## Exercise brief:
Copy out word for word the lines of the items from the very first one up to and including the line that contains "6, 11, 24, 46".

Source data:
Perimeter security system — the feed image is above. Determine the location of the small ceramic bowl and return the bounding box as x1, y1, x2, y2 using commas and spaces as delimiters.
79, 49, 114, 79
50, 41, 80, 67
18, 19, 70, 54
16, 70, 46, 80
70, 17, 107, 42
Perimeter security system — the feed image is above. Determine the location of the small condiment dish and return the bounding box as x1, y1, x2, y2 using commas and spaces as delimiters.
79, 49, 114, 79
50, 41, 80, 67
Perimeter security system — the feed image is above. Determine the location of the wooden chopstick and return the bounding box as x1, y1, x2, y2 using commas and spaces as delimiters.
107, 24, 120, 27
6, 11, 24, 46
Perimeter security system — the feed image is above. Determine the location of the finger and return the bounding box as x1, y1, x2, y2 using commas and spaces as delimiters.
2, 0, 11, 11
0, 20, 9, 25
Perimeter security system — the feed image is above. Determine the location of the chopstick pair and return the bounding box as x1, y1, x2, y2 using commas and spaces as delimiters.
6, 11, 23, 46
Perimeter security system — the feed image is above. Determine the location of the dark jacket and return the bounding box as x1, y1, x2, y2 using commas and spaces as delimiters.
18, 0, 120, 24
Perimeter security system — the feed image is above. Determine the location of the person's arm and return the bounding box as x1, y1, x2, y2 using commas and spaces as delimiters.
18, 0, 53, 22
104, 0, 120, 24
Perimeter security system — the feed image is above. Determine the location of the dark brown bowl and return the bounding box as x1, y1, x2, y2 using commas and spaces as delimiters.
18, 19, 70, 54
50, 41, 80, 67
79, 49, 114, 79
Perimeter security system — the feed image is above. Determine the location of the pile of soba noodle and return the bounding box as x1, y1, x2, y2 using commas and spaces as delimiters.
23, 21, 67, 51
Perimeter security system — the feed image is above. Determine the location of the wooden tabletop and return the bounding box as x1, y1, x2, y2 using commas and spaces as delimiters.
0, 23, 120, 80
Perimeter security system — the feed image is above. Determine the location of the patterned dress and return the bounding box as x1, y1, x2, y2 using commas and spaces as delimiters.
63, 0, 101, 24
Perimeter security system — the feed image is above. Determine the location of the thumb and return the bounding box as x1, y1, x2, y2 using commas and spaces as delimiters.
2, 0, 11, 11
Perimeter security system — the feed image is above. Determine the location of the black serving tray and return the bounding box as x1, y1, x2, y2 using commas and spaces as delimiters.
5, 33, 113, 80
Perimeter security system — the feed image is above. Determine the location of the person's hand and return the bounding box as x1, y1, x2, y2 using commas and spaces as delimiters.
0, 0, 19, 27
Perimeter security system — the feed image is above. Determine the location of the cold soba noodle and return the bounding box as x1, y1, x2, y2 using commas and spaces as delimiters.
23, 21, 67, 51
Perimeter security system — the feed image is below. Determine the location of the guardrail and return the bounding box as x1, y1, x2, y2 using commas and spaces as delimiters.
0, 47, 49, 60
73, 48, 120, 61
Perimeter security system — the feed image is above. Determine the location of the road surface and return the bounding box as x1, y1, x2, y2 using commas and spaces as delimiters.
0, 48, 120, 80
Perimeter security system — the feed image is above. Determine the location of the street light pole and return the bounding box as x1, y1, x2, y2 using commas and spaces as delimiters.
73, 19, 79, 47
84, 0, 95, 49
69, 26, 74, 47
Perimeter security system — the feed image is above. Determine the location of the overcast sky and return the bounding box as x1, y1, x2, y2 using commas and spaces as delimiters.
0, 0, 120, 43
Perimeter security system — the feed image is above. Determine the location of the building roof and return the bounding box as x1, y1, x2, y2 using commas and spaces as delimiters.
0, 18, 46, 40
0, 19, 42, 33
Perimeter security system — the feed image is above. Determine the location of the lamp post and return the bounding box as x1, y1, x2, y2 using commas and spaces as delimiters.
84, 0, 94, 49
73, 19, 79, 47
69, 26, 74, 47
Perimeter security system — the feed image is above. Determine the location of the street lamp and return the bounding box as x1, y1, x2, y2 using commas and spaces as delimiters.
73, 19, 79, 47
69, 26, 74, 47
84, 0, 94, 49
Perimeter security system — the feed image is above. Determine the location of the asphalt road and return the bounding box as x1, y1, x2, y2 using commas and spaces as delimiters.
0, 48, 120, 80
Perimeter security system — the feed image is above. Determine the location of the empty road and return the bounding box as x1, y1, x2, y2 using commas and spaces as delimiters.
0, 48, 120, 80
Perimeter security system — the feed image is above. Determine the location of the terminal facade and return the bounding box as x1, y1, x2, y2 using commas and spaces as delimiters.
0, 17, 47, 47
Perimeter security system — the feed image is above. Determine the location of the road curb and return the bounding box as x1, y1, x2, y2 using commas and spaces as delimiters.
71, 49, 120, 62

## Result for this exercise:
Perimeter security system — the feed image is above. Determine the location of the small ceramic bowl and return the bounding box as x1, y1, x2, y2 using commas and spaces as delimiters.
79, 49, 114, 79
50, 41, 80, 67
18, 19, 70, 54
16, 70, 46, 80
70, 17, 107, 42
Perimeter security system — the feed image is above. Determine the location of the small condiment dish and return the bounding box as x1, y1, x2, y2 using commas and spaces as delimiters.
79, 49, 114, 79
50, 41, 80, 67
Perimeter security system — the feed image is above. Determine the location of the wooden chopstick and return the bounding box as x1, y1, x2, y2 using commas and spaces as delimiters.
107, 24, 120, 27
6, 11, 24, 46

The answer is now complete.